MATERIAL SHOWN
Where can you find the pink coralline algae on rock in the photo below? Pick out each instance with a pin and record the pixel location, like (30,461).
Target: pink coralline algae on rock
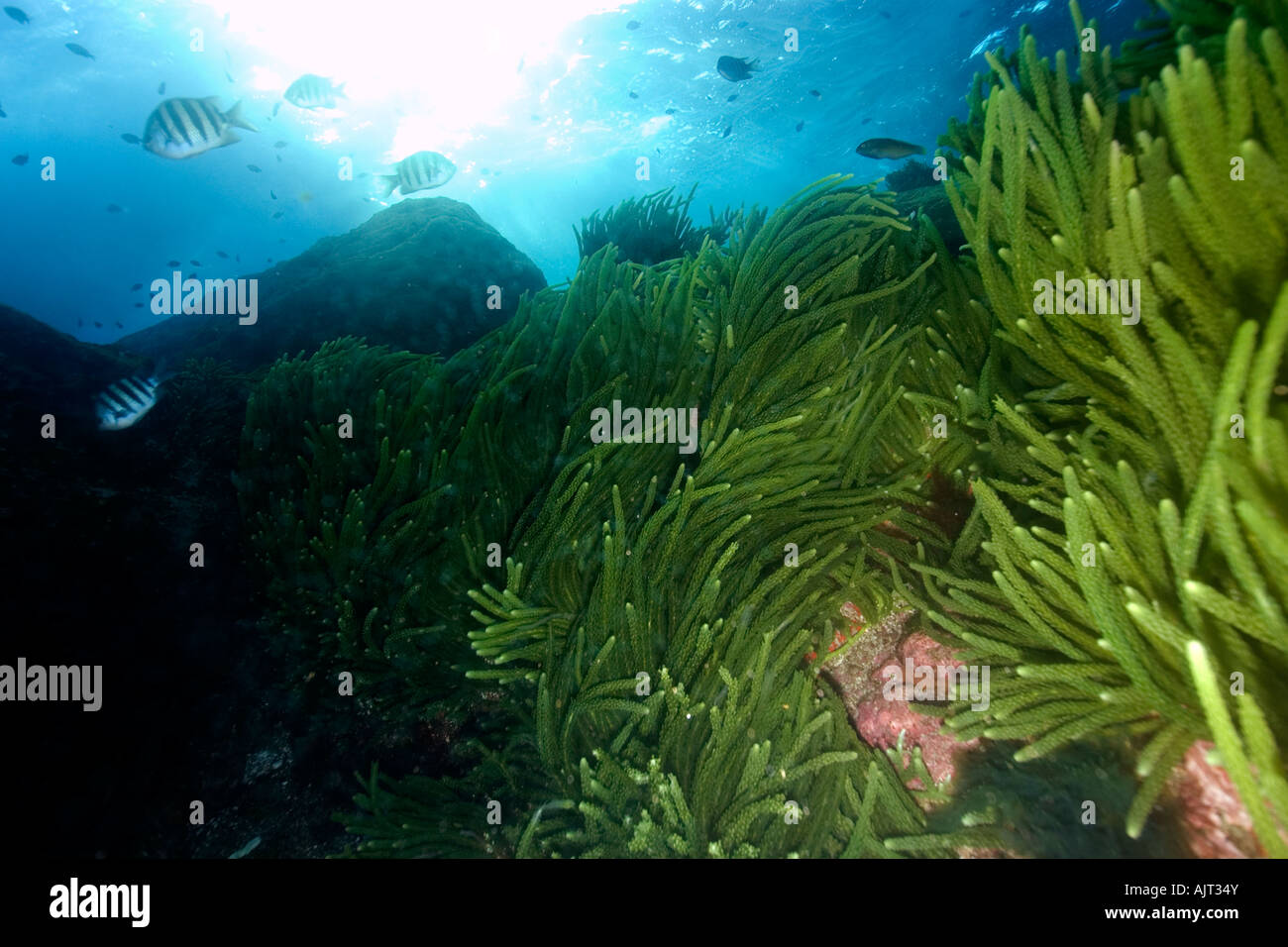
(888,712)
(1214,819)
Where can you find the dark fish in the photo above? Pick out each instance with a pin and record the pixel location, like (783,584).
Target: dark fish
(124,402)
(734,68)
(888,149)
(185,128)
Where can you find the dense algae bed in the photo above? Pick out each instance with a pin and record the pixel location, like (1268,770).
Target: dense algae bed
(1122,561)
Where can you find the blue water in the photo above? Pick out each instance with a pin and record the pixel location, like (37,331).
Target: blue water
(529,98)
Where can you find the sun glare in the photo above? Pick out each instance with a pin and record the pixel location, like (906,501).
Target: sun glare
(442,69)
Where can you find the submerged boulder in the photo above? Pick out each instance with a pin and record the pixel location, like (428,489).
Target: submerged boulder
(415,275)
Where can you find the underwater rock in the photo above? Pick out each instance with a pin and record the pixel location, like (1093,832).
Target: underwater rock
(880,720)
(1214,821)
(415,275)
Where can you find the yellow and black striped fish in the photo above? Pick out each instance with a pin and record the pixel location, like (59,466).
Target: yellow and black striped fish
(185,128)
(313,91)
(125,402)
(420,171)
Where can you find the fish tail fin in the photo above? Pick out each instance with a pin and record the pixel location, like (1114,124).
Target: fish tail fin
(233,116)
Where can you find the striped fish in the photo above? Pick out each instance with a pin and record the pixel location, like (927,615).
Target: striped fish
(420,171)
(185,128)
(313,91)
(124,402)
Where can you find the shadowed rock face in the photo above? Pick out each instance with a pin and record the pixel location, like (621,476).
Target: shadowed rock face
(413,277)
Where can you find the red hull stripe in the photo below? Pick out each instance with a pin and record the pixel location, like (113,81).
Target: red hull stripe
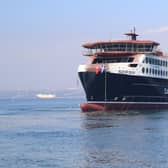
(89,107)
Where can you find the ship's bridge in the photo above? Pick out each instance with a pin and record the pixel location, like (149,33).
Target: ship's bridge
(120,47)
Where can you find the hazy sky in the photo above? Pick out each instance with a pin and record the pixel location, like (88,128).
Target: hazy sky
(40,40)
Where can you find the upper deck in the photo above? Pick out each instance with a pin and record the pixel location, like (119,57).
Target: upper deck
(121,47)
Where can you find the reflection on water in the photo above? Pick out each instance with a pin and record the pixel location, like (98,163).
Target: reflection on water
(54,133)
(137,139)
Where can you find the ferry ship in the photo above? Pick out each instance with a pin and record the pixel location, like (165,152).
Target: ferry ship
(124,75)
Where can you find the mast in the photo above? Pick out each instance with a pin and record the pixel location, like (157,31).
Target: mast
(132,35)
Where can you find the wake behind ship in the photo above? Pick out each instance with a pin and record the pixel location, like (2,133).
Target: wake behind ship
(124,75)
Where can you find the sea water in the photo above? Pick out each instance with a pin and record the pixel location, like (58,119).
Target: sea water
(54,133)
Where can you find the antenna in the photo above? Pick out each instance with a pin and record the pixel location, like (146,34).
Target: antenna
(132,34)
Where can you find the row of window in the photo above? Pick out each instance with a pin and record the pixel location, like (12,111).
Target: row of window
(156,72)
(154,61)
(112,60)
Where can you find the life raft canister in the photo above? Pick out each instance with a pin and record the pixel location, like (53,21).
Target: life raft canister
(97,69)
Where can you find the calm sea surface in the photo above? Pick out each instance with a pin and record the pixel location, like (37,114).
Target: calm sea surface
(37,133)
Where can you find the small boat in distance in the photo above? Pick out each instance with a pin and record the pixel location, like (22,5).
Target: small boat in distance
(45,96)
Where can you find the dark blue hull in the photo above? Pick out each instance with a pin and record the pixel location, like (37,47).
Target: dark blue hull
(110,87)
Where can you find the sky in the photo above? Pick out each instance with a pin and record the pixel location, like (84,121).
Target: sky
(40,40)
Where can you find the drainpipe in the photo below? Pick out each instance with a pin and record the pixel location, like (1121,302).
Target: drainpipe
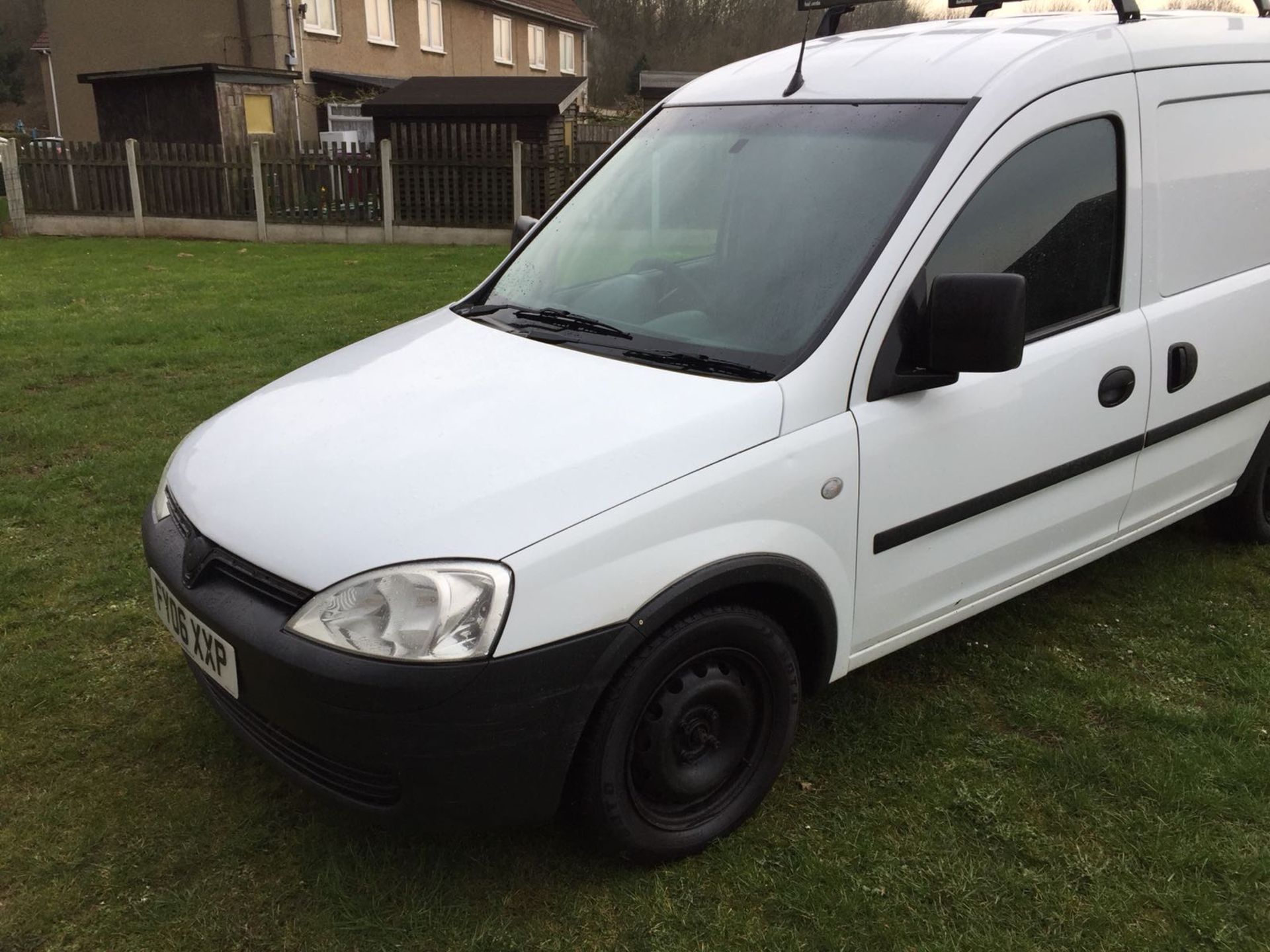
(291,65)
(52,89)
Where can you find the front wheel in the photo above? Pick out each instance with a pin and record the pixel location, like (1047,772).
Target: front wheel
(691,735)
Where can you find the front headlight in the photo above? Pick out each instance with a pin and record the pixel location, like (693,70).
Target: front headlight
(417,612)
(160,507)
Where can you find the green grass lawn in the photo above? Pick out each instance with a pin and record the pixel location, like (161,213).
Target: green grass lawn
(1083,768)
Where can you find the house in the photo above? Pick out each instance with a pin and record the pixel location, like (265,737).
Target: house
(233,70)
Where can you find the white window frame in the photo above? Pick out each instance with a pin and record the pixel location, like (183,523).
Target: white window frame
(542,33)
(568,42)
(316,24)
(379,40)
(503,28)
(427,42)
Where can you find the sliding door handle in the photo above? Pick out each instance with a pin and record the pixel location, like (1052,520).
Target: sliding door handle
(1117,386)
(1183,364)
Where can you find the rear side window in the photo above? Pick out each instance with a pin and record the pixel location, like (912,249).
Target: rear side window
(1214,177)
(1052,212)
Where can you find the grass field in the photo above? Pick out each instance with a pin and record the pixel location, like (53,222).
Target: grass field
(1083,768)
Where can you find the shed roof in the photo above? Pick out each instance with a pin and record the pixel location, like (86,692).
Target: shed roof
(224,73)
(359,80)
(566,11)
(478,95)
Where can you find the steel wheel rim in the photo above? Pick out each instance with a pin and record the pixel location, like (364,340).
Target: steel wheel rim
(700,738)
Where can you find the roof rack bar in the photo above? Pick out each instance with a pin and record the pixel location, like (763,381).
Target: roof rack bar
(1126,9)
(835,11)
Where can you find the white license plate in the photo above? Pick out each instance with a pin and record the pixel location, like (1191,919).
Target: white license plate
(211,653)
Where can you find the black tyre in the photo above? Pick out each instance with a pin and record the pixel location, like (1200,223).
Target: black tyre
(691,735)
(1246,516)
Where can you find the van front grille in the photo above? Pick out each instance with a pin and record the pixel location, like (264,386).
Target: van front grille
(215,559)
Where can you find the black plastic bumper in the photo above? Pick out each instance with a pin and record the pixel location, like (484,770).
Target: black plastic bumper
(470,743)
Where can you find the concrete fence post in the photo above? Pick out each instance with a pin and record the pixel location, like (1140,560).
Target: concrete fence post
(258,187)
(70,177)
(517,180)
(388,197)
(13,187)
(130,149)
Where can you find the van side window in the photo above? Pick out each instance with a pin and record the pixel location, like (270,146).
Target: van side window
(1214,175)
(1052,212)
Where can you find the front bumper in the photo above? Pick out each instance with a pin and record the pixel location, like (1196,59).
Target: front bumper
(466,743)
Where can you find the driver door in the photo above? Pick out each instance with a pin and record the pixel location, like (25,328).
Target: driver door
(970,492)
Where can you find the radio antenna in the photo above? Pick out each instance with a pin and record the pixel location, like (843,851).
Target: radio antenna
(796,79)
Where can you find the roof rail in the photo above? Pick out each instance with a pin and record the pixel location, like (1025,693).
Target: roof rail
(835,11)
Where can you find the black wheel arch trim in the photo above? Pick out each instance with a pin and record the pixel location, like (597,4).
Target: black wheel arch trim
(817,649)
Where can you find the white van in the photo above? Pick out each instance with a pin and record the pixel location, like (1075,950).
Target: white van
(783,385)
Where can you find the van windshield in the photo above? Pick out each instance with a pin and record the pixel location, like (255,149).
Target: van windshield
(724,234)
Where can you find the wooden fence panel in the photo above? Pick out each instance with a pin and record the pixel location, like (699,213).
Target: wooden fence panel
(318,183)
(75,178)
(183,180)
(452,175)
(444,175)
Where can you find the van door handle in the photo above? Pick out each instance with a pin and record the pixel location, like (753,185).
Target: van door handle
(1183,364)
(1117,386)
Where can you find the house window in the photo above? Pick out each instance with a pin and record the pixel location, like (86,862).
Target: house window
(431,28)
(503,40)
(379,22)
(259,114)
(538,48)
(567,63)
(1052,214)
(320,17)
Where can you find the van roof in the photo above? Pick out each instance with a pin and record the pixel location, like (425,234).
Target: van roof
(962,59)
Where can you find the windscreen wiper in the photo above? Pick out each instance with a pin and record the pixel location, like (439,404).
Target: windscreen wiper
(700,364)
(568,320)
(546,317)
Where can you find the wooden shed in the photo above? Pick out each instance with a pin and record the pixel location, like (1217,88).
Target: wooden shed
(538,106)
(200,103)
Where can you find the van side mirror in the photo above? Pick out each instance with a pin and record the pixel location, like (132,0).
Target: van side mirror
(521,229)
(977,323)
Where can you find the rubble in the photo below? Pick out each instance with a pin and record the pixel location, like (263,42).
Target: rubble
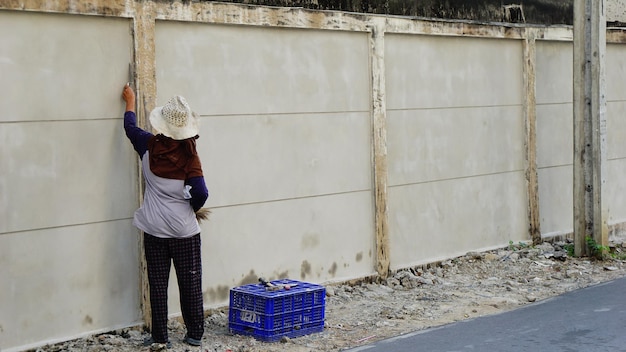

SET TASK
Extract each line in the records above that contains the string "window", and copy those lines unchanged.

RESULT OF THIS TASK
Where can you find the row of window in the photo above? Pick out each instance with a pin and record the pixel location, like (12,111).
Target: row of window
Where can you find the white window frame in the photo above? Pick out each instance with a pin and record the pixel location, like (183,523).
Target: white window frame
Where can you find the rear side window in the photo above? Pick out each instance with a pin and record the pixel location, like (912,249).
Target: rear side window
Where can you find the van side window in the photo above? Pick out each instance with a pin and record the pixel location, like (270,146).
Target: van side window
Where can you find the house window in the photo above? Pick out each instance with a pin and record the pixel location, like (86,862).
Target: house window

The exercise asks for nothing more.